- Exercise requirements:
(a) From the piece on turning 40, reproduce the passage from "And most importantly" up to and including "of Silhouette Zero.", substituting "operation" for "surgery".
(b) For each statement below, say whether the piece on turning 40 supports it (yes or no), and quote the words from the text that settle it. (i) The writer is greatly bothered by reaching the age of 40. (ii) The writer's ACL was torn in July. (iii) The writer intends to share the analysis of Silhouette Zero.
(c) Rewrite the paragraph of the piece on turning 40 that begins "I should also mention" as a short bulleted list, keeping its main facts.

- Document extract:
══════════

I turned 40 back in November!
Which means that I'm supposed to panic or be introspective or something. Honestly, the number doesn't bug me that much, but I'm always looking for an excuse to be introspective, so for a couple of weeks in November, I was. I spent a lot of time journaling and thinking about my creative trajectory: about what I had accomplished so far and what I wanted to do next.
And most importantly - why.
I should also mention that I'm writing this while I'm recovering from my ACL surgery - the one I tore back in July. That injury was...well, not really a "wake up" call, but a (not so gentle) reminder that my body is mortal and I need to start taking better care of it. So one of my big things is the concentration on health, mobility, strength, and diet - making it a much higher priority than I've ever had it in my life. This is probably my last best decade to get that in order before the real decline begins.
Anyway, there were a lot of other things I thought about and wrote about, but the one I want to share is the analysis of Silhouette Zero.

══════════

[Collected data]
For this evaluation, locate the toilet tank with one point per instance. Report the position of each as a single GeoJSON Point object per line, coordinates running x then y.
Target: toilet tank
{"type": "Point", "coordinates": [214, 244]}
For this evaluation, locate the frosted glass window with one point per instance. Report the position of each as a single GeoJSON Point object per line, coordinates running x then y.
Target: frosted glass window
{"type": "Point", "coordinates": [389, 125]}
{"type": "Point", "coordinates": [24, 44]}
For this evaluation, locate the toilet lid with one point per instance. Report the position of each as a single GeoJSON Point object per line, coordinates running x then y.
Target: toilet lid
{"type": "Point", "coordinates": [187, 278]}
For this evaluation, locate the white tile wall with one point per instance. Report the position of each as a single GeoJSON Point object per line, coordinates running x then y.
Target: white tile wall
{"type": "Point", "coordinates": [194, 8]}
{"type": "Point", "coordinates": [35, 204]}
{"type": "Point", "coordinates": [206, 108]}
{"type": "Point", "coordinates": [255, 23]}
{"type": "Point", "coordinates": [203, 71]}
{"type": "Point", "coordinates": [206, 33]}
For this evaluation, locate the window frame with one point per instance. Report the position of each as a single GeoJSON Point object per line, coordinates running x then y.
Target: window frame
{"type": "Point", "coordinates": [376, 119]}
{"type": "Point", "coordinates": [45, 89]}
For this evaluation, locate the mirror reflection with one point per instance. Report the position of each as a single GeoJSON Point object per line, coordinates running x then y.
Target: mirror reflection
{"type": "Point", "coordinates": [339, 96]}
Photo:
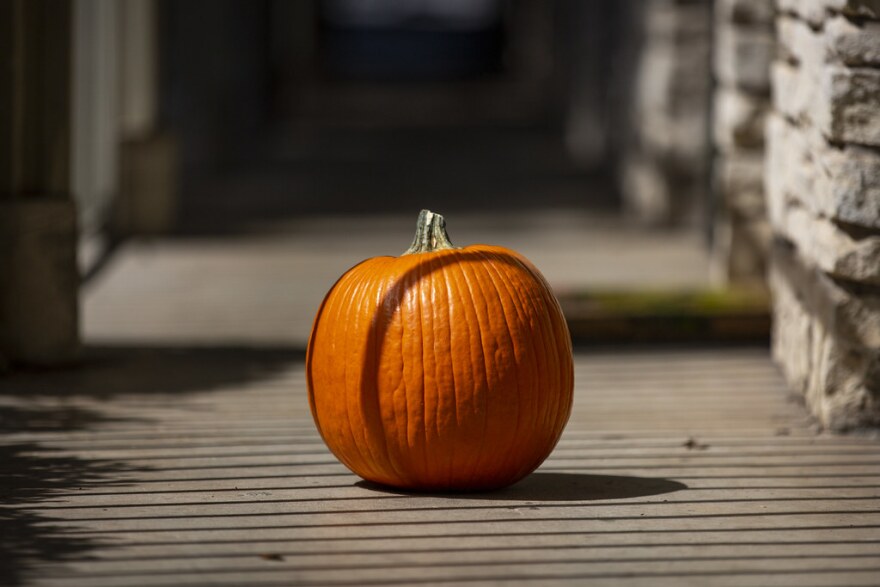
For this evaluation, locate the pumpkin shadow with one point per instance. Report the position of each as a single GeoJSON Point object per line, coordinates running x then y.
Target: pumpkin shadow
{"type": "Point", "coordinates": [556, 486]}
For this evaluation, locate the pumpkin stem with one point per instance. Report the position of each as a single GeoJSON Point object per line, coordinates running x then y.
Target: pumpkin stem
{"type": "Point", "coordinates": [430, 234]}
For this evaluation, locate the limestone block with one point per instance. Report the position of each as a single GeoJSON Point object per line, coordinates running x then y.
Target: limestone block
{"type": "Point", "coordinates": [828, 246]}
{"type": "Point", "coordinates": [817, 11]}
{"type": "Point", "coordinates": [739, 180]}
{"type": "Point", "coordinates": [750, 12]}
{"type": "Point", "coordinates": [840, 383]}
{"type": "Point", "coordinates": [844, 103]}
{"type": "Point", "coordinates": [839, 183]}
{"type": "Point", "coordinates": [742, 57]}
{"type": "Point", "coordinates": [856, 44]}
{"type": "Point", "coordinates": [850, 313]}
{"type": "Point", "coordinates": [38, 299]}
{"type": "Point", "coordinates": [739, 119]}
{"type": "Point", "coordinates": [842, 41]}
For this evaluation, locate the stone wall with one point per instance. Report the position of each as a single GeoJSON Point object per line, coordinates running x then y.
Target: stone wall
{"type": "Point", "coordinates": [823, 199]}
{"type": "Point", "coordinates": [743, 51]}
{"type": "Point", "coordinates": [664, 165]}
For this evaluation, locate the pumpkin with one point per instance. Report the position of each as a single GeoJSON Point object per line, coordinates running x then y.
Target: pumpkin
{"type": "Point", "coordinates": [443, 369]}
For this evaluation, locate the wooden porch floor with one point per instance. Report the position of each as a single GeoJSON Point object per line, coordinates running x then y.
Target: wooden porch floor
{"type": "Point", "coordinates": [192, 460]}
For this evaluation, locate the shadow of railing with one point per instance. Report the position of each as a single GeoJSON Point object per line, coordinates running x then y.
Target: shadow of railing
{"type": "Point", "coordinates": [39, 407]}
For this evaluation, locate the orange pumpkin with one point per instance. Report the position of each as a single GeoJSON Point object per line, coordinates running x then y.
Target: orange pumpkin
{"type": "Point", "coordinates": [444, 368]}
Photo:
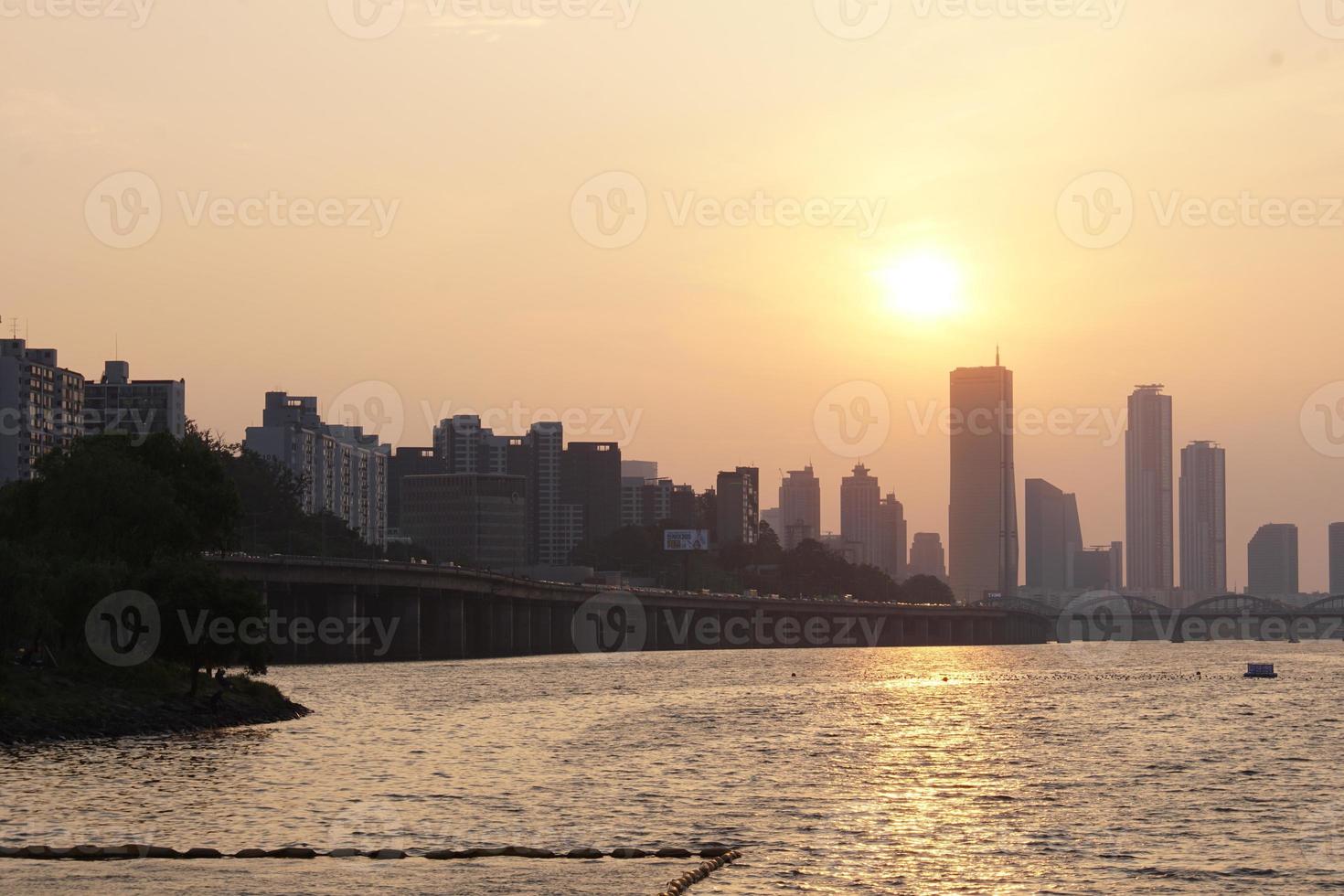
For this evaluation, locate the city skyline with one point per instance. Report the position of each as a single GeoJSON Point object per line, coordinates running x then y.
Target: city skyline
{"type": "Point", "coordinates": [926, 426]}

══════════

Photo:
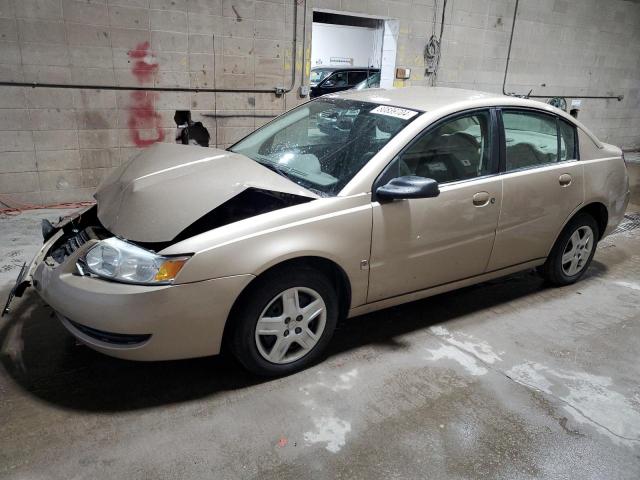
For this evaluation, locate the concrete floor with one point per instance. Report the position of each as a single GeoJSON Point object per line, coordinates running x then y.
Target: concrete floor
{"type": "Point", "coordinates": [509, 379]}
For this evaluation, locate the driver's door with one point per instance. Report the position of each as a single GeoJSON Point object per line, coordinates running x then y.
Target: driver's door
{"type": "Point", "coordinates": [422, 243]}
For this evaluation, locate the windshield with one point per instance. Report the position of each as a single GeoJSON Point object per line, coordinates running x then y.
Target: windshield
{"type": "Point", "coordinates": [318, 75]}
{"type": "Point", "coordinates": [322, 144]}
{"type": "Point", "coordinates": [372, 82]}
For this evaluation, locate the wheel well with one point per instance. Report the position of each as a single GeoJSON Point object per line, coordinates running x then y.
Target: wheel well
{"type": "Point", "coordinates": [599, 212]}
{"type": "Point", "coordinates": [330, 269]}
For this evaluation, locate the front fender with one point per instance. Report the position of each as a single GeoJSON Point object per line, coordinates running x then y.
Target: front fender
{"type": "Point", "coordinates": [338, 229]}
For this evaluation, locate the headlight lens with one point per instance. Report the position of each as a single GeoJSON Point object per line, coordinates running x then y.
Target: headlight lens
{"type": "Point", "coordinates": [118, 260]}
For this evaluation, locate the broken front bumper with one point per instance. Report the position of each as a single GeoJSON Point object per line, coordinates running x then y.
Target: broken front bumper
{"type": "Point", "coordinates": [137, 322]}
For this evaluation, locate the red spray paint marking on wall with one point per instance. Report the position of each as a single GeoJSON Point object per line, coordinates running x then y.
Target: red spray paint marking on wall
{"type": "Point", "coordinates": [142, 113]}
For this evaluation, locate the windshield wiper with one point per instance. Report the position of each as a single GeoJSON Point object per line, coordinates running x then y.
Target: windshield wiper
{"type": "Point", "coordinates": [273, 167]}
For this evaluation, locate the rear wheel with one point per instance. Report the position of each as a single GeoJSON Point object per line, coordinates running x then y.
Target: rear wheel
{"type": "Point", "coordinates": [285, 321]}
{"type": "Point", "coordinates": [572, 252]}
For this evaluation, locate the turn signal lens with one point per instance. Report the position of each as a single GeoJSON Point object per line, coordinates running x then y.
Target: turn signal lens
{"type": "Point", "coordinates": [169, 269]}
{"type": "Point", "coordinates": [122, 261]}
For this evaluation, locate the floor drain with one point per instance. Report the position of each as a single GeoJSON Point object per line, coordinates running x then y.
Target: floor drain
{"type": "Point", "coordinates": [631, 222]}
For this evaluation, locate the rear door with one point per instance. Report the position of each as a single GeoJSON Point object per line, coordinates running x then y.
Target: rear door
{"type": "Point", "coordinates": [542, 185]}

══════════

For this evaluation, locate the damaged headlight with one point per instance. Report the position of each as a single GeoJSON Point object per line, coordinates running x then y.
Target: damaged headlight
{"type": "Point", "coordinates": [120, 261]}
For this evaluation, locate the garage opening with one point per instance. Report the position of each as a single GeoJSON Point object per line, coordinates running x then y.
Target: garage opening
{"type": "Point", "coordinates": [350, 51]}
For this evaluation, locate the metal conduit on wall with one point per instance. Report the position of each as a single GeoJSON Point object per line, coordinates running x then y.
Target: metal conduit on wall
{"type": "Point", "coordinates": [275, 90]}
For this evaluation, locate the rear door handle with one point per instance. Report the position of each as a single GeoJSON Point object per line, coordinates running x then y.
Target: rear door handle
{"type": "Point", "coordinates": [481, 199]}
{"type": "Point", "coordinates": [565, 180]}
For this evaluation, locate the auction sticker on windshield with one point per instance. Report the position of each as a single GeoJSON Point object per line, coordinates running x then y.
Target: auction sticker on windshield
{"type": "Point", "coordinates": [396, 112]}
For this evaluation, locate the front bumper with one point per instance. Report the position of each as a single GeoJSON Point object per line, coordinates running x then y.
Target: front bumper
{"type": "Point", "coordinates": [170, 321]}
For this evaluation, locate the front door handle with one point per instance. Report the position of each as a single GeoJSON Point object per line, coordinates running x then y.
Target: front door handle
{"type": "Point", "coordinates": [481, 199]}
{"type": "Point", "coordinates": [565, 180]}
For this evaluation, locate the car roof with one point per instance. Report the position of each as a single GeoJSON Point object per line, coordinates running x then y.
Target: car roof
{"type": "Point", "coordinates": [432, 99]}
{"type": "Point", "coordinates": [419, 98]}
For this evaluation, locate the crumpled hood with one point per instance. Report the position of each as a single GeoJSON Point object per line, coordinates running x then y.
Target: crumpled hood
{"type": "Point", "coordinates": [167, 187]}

══════════

- Solutions for each task:
(a)
And most importantly - why.
I should also mention that I'm writing this while I'm recovering from my ACL operation - the one I tore back in July. That injury was...well, not really a "wake up" call, but a (not so gentle) reminder that my body is mortal and I need to start taking better care of it. So one of my big things is the concentration on health, mobility, strength, and diet - making it a much higher priority than I've ever had it in my life. This is probably my last best decade to get that in order before the real decline begins.
Anyway, there were a lot of other things I thought about and wrote about, but the one I want to share is the analysis of Silhouette Zero.

(b)
(i) No: "Honestly, the number doesn't bug me that much"
(ii) Yes: "the one I tore back in July"
(iii) Yes: "the one I want to share is the analysis of Silhouette Zero"

(c)
- The writer is recovering from surgery for an ACL torn in July.
- The injury was a reminder that the body is mortal and needs better care.
- Health, mobility, strength, and diet are now a much higher priority than ever before.
- The writer sees this as probably the last best decade to get these in order before real decline begins.